▶ DATA PROVIDED:
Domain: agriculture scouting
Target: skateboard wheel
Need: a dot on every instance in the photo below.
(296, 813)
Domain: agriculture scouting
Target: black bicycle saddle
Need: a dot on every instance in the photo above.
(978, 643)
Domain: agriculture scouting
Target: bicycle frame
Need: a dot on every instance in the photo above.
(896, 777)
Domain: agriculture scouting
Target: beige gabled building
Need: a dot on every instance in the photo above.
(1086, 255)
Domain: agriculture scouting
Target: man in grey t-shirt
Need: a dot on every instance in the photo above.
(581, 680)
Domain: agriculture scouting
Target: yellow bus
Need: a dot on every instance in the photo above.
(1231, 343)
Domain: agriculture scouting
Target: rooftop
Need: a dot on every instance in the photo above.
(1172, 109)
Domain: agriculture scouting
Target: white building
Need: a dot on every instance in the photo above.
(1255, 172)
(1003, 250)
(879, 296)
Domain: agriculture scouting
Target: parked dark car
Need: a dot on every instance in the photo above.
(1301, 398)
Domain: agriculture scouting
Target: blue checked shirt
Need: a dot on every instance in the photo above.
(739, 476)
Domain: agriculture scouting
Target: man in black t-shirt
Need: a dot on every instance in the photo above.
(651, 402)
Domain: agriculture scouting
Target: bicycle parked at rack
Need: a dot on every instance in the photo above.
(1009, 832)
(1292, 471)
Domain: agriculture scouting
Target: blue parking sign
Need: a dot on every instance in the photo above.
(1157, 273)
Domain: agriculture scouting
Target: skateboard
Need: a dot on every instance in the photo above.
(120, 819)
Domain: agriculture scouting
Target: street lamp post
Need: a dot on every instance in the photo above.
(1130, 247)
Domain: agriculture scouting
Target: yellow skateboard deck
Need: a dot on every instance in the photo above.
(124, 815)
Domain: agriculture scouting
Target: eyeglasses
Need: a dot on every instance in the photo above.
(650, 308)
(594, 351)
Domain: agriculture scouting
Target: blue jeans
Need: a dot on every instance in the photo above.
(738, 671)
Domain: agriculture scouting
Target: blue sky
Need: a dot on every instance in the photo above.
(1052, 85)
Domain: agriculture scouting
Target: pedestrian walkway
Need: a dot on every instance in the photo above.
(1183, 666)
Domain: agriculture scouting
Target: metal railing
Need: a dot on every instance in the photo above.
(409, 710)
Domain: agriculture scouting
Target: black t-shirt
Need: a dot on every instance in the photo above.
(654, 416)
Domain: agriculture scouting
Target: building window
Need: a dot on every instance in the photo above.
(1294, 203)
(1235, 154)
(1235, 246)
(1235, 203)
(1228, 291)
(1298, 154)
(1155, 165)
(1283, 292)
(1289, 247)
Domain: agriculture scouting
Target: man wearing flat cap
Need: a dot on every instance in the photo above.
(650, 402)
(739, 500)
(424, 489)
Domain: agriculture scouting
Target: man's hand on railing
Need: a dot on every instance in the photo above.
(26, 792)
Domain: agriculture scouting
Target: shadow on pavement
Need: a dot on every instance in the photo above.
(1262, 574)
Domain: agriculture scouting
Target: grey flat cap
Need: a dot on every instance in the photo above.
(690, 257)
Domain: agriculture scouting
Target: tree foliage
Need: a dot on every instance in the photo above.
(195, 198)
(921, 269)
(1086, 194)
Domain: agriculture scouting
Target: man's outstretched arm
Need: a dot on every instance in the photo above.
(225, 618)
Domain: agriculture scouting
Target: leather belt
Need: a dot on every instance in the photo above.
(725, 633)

▶ WHAT YOU WILL DO:
Output all preceding records character for character.

▶ SOLUTION FOR THIS TASK:
Domain: agriculture scouting
Target: skateboard wheel
Need: a dot on every instance in the photo below.
(296, 813)
Domain: agriculture scouting
Target: black bicycle saddle
Need: a dot on every instance in the photo above.
(978, 643)
Domain: agriculture scouting
Target: bicycle frame
Need: a dot on every instance in the photo above.
(896, 777)
Domain: agriculture scouting
Target: beige gabled building
Need: a dot on every instance in the photo above.
(1086, 255)
Domain: agriculture scouting
Target: man in grey t-shirt
Need: a dot on every instance in the photo above.
(581, 680)
Domain: agriculture scouting
Target: yellow bus
Need: a dot on every instance in the photo above.
(1231, 343)
Domain: agriculture scouting
Target: rooftop
Need: a dot on every instance in the photo above.
(1172, 109)
Domain: agriculture scouting
Target: white building
Need: a dot on every instance in the photo above.
(1255, 172)
(1003, 250)
(879, 296)
Domain: agriculture scouting
Target: parked dark car
Need: a dot on every instance in the photo above.
(1301, 398)
Domain: agriculture scouting
Target: blue checked shirt
Need: a dot on every instance in the photo above.
(739, 476)
Domain: agriculture scouting
Target: man in black t-shirt
Need: a dot on every instance in the photo above.
(651, 402)
Domain: agriculture scouting
Target: bicycle parked at rack
Need: a dot on every instance in the photo above.
(1009, 832)
(1292, 471)
Domain: agriculture scouting
Target: blue parking sign
Need: a dot on every instance in the photo above.
(1157, 273)
Domain: agriculture scouting
Target: skateboard
Need: a dot on every instance in the photo above.
(120, 819)
Domain: agriculture scouting
Target: street lamp post
Need: a dot on every instance in the photo above.
(1130, 247)
Domain: agriculture scouting
Target: yellow skateboard deck
Need: a dot on every instance in the photo above.
(124, 815)
Domain: agriculture scouting
Target: eyeglasses
Need: a dot on every instance in the photo above.
(650, 308)
(594, 351)
Domain: agriculture scouting
Target: blue jeans
Need: a dot on every instance in the photo above.
(738, 671)
Domain: agriculture scouting
Target: blue sky
Need: a dot on every instance in the photo above.
(1052, 85)
Domain: agriculture scouting
Target: pedestrian walkway
Need: a dot on every instance in the photo above.
(1183, 666)
Domain: agriculture scouting
Target: metal railing
Need: a dot on every instance in the photo above.
(409, 710)
Domain: agriculture scouting
Target: black t-shirt
Need: a dot on every instance in the photo above.
(654, 416)
Domain: agriculture scouting
Target: building window
Need: a dot on every instance in the photo above.
(1294, 203)
(1235, 154)
(1235, 246)
(1235, 203)
(1228, 291)
(1298, 154)
(1155, 165)
(1283, 292)
(1289, 247)
Domain: agriculture scouting
Target: man wearing flat cap
Need: a dot on every instance in the photo above.
(650, 402)
(739, 500)
(424, 489)
Domain: agriculture scouting
Target: man's hand on railing
Need: a dot on every instance in the photo above.
(26, 792)
Domain: agriculture scouting
Target: shadow on pavement
Need: a dot on every instance in the photo above.
(1262, 574)
Domain: agriculture scouting
Target: grey flat cap
Need: a dot on every instance in the photo above.
(690, 257)
Domain: agriculture scouting
Target: tree foliage
Need: a dot on every instance in the photo above.
(195, 198)
(921, 269)
(1086, 194)
Domain: agriculture scouting
Target: man's outstretched arm
Need: a dot on every instance in the photo above.
(225, 618)
Domain: agriculture scouting
Target: leather belt
Need: a dot on every instance in the photo above.
(725, 633)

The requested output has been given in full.